• SOURCE MATERIAL:
####################

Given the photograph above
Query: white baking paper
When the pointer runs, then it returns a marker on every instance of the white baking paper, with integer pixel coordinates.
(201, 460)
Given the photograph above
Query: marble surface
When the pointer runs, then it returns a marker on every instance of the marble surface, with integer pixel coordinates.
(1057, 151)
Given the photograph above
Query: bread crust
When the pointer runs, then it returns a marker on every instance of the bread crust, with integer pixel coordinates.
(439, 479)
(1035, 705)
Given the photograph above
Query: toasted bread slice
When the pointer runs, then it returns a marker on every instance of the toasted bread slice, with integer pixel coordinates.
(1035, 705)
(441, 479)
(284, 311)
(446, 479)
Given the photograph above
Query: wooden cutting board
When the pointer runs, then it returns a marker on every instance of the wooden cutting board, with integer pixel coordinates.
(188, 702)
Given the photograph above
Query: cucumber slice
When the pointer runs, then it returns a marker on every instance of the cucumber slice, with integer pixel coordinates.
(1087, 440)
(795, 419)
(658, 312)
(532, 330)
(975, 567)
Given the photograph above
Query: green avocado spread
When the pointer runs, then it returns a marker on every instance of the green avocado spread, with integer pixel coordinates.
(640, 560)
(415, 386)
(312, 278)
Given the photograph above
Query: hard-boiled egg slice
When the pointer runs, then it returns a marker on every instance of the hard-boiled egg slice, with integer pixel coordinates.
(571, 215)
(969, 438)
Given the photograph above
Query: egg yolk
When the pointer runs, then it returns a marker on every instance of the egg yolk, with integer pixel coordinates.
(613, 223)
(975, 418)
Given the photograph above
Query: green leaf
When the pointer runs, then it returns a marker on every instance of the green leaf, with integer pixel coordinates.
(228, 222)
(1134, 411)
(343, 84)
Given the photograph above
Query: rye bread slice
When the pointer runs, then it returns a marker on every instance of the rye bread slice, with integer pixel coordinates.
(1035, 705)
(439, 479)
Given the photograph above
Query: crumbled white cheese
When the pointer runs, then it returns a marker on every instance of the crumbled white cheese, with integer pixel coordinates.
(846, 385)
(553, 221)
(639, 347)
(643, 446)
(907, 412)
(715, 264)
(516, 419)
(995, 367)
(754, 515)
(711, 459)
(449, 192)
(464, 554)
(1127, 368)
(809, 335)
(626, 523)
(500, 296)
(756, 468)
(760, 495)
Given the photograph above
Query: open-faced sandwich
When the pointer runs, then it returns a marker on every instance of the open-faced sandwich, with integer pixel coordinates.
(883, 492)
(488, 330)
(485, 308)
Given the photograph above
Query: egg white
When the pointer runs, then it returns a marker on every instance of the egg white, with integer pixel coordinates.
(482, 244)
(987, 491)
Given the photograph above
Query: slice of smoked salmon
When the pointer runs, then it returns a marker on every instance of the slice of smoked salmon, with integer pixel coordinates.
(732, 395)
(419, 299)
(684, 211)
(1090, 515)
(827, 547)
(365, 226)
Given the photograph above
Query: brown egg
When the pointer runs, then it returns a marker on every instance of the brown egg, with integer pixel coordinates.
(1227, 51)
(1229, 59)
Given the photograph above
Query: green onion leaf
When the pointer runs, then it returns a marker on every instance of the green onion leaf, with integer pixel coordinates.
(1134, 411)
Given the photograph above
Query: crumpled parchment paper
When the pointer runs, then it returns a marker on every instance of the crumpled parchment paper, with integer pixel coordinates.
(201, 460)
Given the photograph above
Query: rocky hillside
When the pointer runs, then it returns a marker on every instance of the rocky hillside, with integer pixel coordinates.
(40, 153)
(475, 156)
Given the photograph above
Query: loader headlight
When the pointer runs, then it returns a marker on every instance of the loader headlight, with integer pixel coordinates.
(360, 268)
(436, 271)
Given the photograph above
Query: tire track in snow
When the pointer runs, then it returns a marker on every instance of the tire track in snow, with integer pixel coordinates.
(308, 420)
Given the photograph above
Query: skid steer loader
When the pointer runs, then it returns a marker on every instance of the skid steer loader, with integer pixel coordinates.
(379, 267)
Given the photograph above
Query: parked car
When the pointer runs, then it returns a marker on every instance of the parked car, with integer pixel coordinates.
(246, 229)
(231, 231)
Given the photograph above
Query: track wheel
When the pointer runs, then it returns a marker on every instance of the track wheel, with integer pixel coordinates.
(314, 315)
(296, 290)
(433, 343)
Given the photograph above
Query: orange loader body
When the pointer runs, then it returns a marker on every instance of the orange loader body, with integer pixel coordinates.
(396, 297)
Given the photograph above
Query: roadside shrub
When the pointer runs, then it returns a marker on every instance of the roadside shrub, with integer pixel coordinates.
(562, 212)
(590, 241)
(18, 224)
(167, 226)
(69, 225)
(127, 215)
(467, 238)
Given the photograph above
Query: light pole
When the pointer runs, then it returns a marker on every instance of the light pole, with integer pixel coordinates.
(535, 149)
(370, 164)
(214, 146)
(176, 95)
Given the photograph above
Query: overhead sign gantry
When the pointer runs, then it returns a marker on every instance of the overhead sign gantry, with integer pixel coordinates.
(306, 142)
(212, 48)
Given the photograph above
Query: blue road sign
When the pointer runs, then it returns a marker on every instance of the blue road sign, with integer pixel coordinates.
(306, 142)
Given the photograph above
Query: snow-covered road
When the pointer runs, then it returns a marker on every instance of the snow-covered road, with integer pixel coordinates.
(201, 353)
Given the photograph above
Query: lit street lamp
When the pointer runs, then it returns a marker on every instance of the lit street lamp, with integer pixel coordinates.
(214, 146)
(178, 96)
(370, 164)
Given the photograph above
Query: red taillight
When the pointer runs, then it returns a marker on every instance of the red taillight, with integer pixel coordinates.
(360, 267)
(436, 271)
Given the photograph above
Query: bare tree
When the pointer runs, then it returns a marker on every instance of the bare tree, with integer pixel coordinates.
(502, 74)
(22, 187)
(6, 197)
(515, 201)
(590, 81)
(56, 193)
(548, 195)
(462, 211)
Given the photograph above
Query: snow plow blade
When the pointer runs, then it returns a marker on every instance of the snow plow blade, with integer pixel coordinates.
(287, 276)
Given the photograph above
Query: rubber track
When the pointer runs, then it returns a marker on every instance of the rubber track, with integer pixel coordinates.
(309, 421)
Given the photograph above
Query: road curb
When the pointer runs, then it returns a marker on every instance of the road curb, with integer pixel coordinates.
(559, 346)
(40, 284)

####################

Restate word for word the lines in the material above from the one with "Query: green onion leaf" to the one with "Query: light pole"; both of those lines count, and nothing else does.

Query: green onion leaf
When the pointer runs, then it returns a marker on every instance of the green onion leaf, with integer pixel coordinates.
(1134, 411)
Given the photograph above
Query: crumpled parchment paper
When the pointer runs, then it returns a marker on every instance of the crumpled parchment paper, with integer pixel coordinates.
(201, 460)
Given the photograph above
Query: rocky hillside
When the pointer runs, then it returns a marker on every instance of the rocky hillside, with integer pixel coordinates.
(40, 153)
(475, 156)
Given the photograph above
Query: loader headlight
When the pointer runs, then it returns a marker on every instance of the loader headlight, with integer pixel coordinates.
(360, 268)
(436, 271)
Given the photograph above
Query: tire track in snow
When the pointer runs, then it returns a marker on every instance of the tire track in snow, with integer pixel coordinates.
(308, 420)
Given the photograph above
Query: skid steer loader
When the pointer runs, then it returns a marker on every instance of the skid steer loader, with integer pixel coordinates.
(379, 267)
Given the photograph above
Query: parked car
When the pointer runs, then it returns a marker on every instance of the parked car, with integer pixel coordinates.
(246, 229)
(231, 231)
Given the photograph above
Query: track wheel
When the pointer runs, then it returns a marker on every instance of the track wheel, with integer pixel coordinates.
(314, 315)
(296, 290)
(433, 343)
Given the photograph above
Query: orange loader body
When the pointer runs, then it returns a marker on every instance of the orange loader body, with integer pixel coordinates.
(396, 297)
Given the photograph above
Query: roadside shrub
When the pointer runs, then it returns a marker on every instance of the roadside shrub, with integer pixel coordinates.
(562, 212)
(590, 241)
(18, 224)
(167, 226)
(69, 225)
(127, 215)
(467, 238)
Given the photograph above
Query: light pole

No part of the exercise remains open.